──────── Rows ────────

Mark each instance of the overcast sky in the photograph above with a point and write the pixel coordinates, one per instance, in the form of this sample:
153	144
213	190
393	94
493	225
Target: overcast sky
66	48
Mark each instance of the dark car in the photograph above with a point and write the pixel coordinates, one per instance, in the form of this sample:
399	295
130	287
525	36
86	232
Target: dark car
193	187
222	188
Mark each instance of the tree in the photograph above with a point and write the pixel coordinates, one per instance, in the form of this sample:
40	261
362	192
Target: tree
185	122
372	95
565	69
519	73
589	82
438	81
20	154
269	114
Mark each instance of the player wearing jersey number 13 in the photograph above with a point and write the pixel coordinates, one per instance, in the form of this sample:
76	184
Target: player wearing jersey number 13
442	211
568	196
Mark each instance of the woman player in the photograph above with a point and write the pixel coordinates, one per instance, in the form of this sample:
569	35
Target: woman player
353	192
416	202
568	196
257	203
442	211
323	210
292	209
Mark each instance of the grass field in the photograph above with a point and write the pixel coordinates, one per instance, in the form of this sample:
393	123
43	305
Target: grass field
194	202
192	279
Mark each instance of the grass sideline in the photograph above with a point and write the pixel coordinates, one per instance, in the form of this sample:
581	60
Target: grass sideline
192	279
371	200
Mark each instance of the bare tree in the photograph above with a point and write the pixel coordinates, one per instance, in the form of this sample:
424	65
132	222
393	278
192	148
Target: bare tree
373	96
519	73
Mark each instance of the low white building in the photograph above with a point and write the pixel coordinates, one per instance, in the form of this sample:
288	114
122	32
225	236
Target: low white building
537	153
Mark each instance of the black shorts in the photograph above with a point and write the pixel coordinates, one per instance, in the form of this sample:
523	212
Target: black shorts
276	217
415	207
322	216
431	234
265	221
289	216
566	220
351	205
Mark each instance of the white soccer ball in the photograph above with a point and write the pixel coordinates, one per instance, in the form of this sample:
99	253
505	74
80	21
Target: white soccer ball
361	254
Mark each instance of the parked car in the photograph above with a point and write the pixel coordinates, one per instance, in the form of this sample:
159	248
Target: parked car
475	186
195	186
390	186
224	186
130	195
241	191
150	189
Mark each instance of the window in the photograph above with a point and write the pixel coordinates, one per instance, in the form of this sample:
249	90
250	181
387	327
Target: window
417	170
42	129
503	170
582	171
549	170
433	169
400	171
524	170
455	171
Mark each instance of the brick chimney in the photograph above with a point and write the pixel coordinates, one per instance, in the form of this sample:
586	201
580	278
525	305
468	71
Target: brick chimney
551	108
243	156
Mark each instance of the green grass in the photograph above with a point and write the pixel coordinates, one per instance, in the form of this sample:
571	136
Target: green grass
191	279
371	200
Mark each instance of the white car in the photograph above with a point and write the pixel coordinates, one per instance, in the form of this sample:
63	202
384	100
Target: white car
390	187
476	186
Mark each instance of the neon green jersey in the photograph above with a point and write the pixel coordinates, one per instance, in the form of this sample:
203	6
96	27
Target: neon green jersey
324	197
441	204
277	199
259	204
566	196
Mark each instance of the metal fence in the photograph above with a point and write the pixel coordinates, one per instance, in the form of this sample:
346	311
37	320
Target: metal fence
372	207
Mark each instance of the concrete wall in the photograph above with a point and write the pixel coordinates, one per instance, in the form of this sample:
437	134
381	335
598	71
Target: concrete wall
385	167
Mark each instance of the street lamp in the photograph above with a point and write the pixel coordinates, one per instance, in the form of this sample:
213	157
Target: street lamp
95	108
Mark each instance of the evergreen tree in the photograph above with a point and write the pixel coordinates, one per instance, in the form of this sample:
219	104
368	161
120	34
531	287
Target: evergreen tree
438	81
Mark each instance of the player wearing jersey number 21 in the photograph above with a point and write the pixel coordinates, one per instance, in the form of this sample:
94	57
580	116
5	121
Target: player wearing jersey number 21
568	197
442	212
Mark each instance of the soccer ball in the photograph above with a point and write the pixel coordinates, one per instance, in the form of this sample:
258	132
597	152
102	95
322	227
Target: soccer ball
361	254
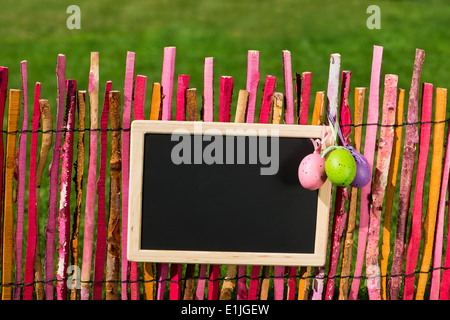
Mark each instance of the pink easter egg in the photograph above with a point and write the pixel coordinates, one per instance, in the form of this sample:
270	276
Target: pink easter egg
311	171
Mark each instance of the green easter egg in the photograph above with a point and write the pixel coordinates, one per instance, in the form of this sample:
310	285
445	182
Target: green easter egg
340	167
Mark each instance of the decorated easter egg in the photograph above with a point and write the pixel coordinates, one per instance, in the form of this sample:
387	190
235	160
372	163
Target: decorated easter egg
340	167
363	171
311	171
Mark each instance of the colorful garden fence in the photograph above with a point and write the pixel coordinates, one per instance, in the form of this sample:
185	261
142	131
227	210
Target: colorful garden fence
381	246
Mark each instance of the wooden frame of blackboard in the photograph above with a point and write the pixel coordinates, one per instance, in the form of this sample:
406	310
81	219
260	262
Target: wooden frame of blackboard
136	253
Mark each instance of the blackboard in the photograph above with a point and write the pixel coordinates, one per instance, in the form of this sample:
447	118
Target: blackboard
224	193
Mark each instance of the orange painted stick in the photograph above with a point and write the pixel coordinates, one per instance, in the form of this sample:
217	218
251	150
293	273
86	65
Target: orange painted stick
8	213
390	192
429	223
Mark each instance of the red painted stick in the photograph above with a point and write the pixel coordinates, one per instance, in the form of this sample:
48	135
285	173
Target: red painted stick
304	97
183	85
64	202
253	78
32	203
407	175
89	219
369	154
126	123
288	87
100	244
415	235
332	109
21	184
266	103
139	106
176	268
208	90
379	185
167	79
50	230
340	214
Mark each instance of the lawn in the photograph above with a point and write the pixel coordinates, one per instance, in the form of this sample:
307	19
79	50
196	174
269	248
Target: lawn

────────

*Request:*
Exclude the pictures and transcribe all of the entries exactly.

*Worked solution:*
Mark each instance of the overcast sky in the photograph above with a point and write the pixel coordinates, one per instance, in the form of this sample:
153	144
213	190
393	94
493	225
Target: overcast sky
66	48
Mark each instance of the dark car in the photograph above with a point and write the pixel coordinates, one per instance, in the form of this sample:
399	295
130	287
525	36
86	232
Target: dark car
193	187
222	188
Mark each instance of the tree in the photograph above with a point and write the pixel coordinates, one per instance, in the form of this sample:
40	261
362	192
Target: tree
185	122
372	95
565	69
519	73
589	82
438	81
20	154
269	114
Mark each instance of the player wearing jersey number 13 in the photograph above with a point and write the pixel coordinates, one per instance, in the form of this sample:
76	184
Target: player wearing jersey number 13
442	211
568	196
Mark each instance of the woman player in the photograph above with a point and write the pixel coordinates, one per instance, in the form of this sample:
569	35
Target: woman player
353	192
416	202
568	196
257	203
442	211
323	210
292	209
Mark each instance of the grass field in the photograph above with a point and write the pixel coordinates, one per instance, in the form of this sample:
393	123
43	305
Target: grass field
194	202
192	279
Mark each instance of the grass sideline in the photograph above with a point and write the pixel coordinates, one per instance, in the form of this sample:
581	60
Target: grass sideline
192	279
371	200
Mark each instance of the bare tree in the photograph above with a point and write the pixel coordinates, one per instance, in the form of this sample:
424	65
132	222
393	278
192	148
Target: bare tree
373	96
519	73
Mark each instance of the low white building in the photograph above with a point and write the pixel coordinates, one per instance, in the form of this sample:
288	114
122	32
225	236
Target: low white building
537	153
Mark each instance of the black shorts in the photograph above with a point and write the pixel coordinates, one per instance, in the form of this sample:
523	212
Target: black shorts
276	217
415	207
322	216
431	234
265	221
289	216
566	220
351	205
Mark each instance of the white soccer ball in the photograph above with a point and write the pixel coordinates, one per instance, in the form of this sample:
99	253
505	74
80	21
Target: white soccer ball
361	254
Mark each instance of the parked car in the photograph above with a point and write the pixel coordinates, one per instance, in the form of this sample:
159	248
Target: parked car
475	186
195	186
390	186
224	186
130	195
241	191
150	189
Mark each instance of the window in the photograph above with a point and write the pixel coordinates, one per instance, in the form of this sample:
249	90
250	181
387	327
Target: window
417	170
42	129
503	170
582	171
549	170
433	169
400	171
524	170
455	171
Mark each instance of the brick chimney in the photograph above with a point and write the pixel coordinates, one per instance, in the form of this sample:
586	201
580	278
525	305
468	71
Target: brick chimney
551	108
243	156
Mark each instance of the green grass in the photograph above with a point and write the pixel coordinates, one per instance, in the form of this sample:
571	136
Target: green grass
191	279
371	200
Mark each instance of the white car in the photograph above with a point and write the pixel coordinates, one per instance, in the form of this sample:
63	202
384	100
Target: white car
390	187
476	186
Mark each instance of the neon green jersey in the photograph above with a point and write the pixel coordinates, one per instance, in the form of this sample:
203	6
96	27
Target: neon green jersey
324	197
441	204
277	199
259	204
566	196
Mark each instance of the metal fence in the photograph above with a point and write the pixel coordinates, one per instance, in the form of this sample:
346	311
37	320
Target: metal fence
372	207
Mark each instance of the concrete wall in the photograph above with a point and write the pixel coordinates, one per instance, in the form of this sample:
437	134
381	335
598	71
Target: concrete wall
385	167
Mark each instance of the street lamp in the photograph above with a point and write the pixel coordinates, one per instance, in the form of this sample:
213	157
Target: street lamp
95	108
Mark each instance of the evergreen tree in the photograph above with a point and write the pixel coordinates, one per instance, in the form of this sample:
219	104
368	161
120	34
531	287
Target: evergreen tree
438	81
Mark each instance of the player wearing jersey number 21 in the photograph above with a point and write the pixel coordinates, one per instance, in the form of this sample:
94	57
580	116
5	121
Target: player wearing jersey number 21
568	197
442	212
Mark each instance of the soccer ball in the photograph above with a point and write the pixel coordinates, one per instance, in the form of this sample:
258	132
597	152
102	95
322	227
Target: soccer ball
361	254
Mark each instance of the pink easter egg in the photograph above with a point and write the pixel coordinates, one per instance, in the form of this sample:
270	276
Target: pink easter egg
311	171
Mark each instance of the green easter egg in the photograph above with a point and write the pixel coordinates, one per instance, in the form of this sample:
310	285
445	182
Target: green easter egg
340	167
Mark each instance of the decorated easter egg in the photograph above with a point and write the pixel coordinates, one per instance, in the form of this sample:
387	190
235	160
372	163
Target: decorated easter egg
340	167
363	171
311	171
Mark each instance of the colorful garden fence in the photograph above with a point and write the pixel coordinates, one per instance, in the form of this sample:
185	261
142	131
227	210
Target: colorful garden fence
381	246
Mark each instance of the wooden frame of blackboard in the photograph above with a point and write the pixel coordinates, one per instance, in the form of this sample:
406	310
81	219
260	262
Target: wooden frame of blackboard
136	253
Mark each instance of the blackboard in the photograph above with a point and write the pixel coordinates, one per instance, in the form of this sample:
447	118
Target: blackboard
224	193
Mark each instance of the orange painted stick in the photograph above with a point and write the pixel coordinates, one per instance, in the form of this sample:
217	218
251	150
293	273
86	65
Target: orange painted stick
8	213
390	192
429	223
Mark each instance of the red painted stick in the photograph above with a point and write the pixel coordinates, one per instance, in the form of this sample:
48	135
285	173
Target: red painted stick
304	97
183	85
64	202
253	78
32	203
407	175
89	219
369	154
126	123
288	87
100	244
415	235
332	109
21	184
266	103
139	106
176	268
208	90
379	185
167	79
50	230
340	214
Mark each instance of the lawn in the photograph above with a point and write the pixel coordinates, one per instance, in the form of this sample:
307	19
79	50
196	174
269	248
Target: lawn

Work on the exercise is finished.